**Assignment**
A word-for-word copy of the listing is required, and it must contain no pictures.

**Records shown**
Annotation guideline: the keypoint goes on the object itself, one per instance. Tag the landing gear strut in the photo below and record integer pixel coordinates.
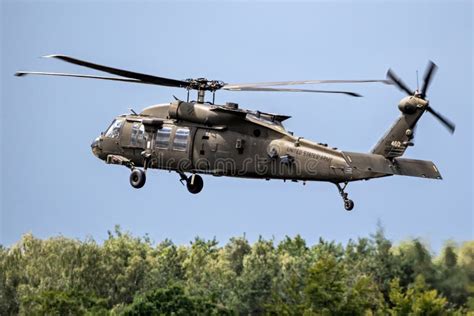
(137, 178)
(194, 182)
(348, 204)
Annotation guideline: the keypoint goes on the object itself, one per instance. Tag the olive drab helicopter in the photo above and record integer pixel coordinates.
(201, 137)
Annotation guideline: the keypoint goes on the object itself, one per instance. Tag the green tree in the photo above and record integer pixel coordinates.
(416, 300)
(171, 301)
(326, 285)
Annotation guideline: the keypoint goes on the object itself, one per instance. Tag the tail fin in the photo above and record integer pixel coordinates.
(400, 135)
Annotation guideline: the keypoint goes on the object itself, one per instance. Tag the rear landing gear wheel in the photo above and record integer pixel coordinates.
(137, 178)
(194, 183)
(348, 205)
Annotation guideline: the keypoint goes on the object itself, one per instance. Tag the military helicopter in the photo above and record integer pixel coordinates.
(201, 137)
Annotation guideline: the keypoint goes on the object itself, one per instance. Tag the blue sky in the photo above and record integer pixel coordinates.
(52, 184)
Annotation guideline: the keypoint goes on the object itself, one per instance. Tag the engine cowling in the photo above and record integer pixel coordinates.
(198, 113)
(410, 104)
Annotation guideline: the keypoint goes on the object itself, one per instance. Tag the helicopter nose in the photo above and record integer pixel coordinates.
(96, 150)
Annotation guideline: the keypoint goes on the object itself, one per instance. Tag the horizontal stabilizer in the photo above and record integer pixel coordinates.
(368, 164)
(416, 168)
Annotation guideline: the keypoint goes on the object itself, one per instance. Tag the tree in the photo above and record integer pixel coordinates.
(325, 285)
(416, 300)
(171, 301)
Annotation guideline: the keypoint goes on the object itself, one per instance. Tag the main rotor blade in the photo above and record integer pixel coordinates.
(124, 73)
(298, 82)
(430, 71)
(447, 123)
(60, 74)
(287, 90)
(398, 82)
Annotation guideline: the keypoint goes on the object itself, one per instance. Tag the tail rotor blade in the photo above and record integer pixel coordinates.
(447, 123)
(398, 82)
(430, 71)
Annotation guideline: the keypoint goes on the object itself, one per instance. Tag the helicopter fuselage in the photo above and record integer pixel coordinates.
(221, 141)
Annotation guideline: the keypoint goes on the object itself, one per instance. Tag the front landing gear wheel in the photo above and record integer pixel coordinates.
(194, 183)
(137, 178)
(348, 205)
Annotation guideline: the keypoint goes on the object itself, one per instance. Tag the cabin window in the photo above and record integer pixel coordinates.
(162, 139)
(137, 137)
(114, 129)
(181, 139)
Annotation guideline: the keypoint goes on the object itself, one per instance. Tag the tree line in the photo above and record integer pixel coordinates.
(128, 275)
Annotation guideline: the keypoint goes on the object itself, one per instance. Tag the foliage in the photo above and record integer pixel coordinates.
(126, 275)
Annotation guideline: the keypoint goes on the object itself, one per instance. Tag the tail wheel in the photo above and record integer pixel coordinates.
(137, 178)
(348, 205)
(194, 185)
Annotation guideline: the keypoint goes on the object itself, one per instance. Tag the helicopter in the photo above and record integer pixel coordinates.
(201, 137)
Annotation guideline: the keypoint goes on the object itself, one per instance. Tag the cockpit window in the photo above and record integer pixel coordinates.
(181, 139)
(162, 139)
(114, 129)
(137, 137)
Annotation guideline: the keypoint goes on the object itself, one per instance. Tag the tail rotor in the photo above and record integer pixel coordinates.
(427, 78)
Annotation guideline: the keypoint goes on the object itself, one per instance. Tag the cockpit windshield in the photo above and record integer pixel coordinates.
(114, 130)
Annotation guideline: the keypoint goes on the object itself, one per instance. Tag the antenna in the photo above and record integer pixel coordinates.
(417, 84)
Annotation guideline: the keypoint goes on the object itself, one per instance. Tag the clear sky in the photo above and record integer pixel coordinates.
(52, 184)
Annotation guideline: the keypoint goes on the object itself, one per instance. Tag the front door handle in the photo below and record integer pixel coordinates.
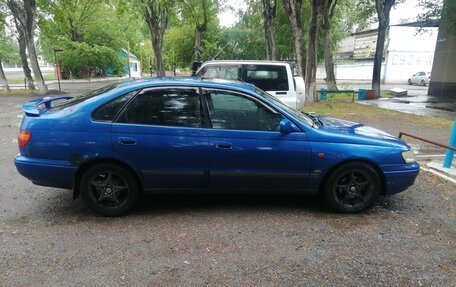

**Your response**
Annotation guideline: the keypoint goes on the object itself, one per instance. Tag the landing gear strut in the photo below and record integer pixel coordinates.
(137, 178)
(194, 182)
(348, 204)
Annotation guideline: the keypoint goes on the object itself, one per instance. Tag the olive drab helicopter in the photo above and record integer pixel coordinates.
(201, 137)
Annotation guideline: the keypoint goes on the object itself, one per instance. Tag the green tree in the photo above and record integer pixel coordinates.
(416, 300)
(171, 301)
(326, 285)
Annotation guideline: the keypoint goes on the object itself, one per instance. Tag the tail fin in the photo above and record integer pixel coordinates.
(400, 135)
Annotation guideline: the keypoint goes on the object itself, one per instance. Tag the rear landing gear wheel in the photo above and record integer pixel coordinates.
(137, 178)
(194, 183)
(348, 205)
Annotation guideline: the keypoint goes on the object itself, one per instance. Tag the military helicopter in the photo above and record integer pixel coordinates.
(201, 137)
Annotation guideline: the keypoint goes on the object itself, one per instance. Tag the blue sky in the photo above and record integer pixel coordinates.
(52, 184)
Annotation guideline: the keypoint goes on the object itself, one per instance. Tag the engine cowling in the photo above and record integer pixel coordinates.
(198, 113)
(410, 104)
Annotation guideline: the keypoint goes on the object itself, one per instance. Tag the helicopter nose in the photo above and record integer pixel coordinates.
(96, 150)
Annotation guideline: the keypoint goes on the object itself, one per instance. Tag the horizontal stabilizer in the photo above and record integer pixel coordinates.
(368, 164)
(416, 168)
Annotation guideline: the keypoint goes on the object itself, one per instance. Tag the tree in the photo above and record integer pixel coordinates.
(325, 285)
(416, 300)
(171, 301)
Annotation guideline: the keypoint goes on the object itself, one per instance. Tag the main rotor blade in the photo above and record integer pixel coordinates.
(124, 73)
(298, 82)
(430, 71)
(447, 123)
(60, 74)
(287, 90)
(398, 82)
Annotation guideline: the keypoint goes on the object itself, one per instance. Tag the tail rotor blade in the photo above and record integer pixel coordinates.
(447, 123)
(398, 82)
(430, 71)
Annotation guideline: the keypoint goes on the object itself, one per instance. Tag the helicopter fuselage in the photo above and record integer pixel coordinates.
(221, 141)
Annotation guideline: the keypoint goes on the object itself, one per instance. Tag the front landing gear wheel in the photo above and record integer pixel coordinates.
(194, 183)
(137, 178)
(348, 205)
Annotation guideline: the keypoint goes on the object itself, one per instance. Tag the cabin window in the photo above and record integer pixel coordinates.
(162, 139)
(137, 137)
(114, 129)
(181, 139)
Annotation guideline: the keypoint goes on the object itself, one per instance. Tag the tree line in the photo above and record integer pixel coordinates.
(128, 275)
Annotation guideline: the keypoint goes on the object itself, one per instance. Tag the foliage in the photo above and record integer pixel coordinates.
(126, 275)
Annotation guideline: the keypoint goes on the object itself, one per instance. Tag the tail wheel in the photo above and record integer pixel coordinates.
(137, 178)
(348, 205)
(194, 185)
Annotation guideline: the keypoint goes on the object itself, one per instance. Tag the helicopter in the photo above and record integer pixel coordinates.
(201, 137)
Annotation guideline: the keypoint goes on the object itself, one per instance. Tag the cockpit window in the photo above and record integer pixel coordinates.
(181, 139)
(162, 139)
(114, 129)
(137, 137)
Annotation guideline: the keypoint goes on the object itself, one per instance. Tag the tail rotor in the photo above and record integer pixel coordinates.
(427, 78)
Annotation guideline: the keypoint goes on the object itself, one per instance. Tag the cockpit windshield in the photo above and record integer pixel coordinates.
(114, 130)
Annotation guideline: the keypoint goes on the object itself, one per instance. Tag the antenna in the photo above and record integer pixel coordinates.
(417, 84)
Annotation guideline: the keypoint goes on the object itself, one per instance. Tag the clear sky in the photo above and record integer pixel coordinates.
(52, 184)
Annotation guideline: the keypoint goes on the object itself, one per instance. Tag the front door handle in the photo below and record integer pixel coordinates.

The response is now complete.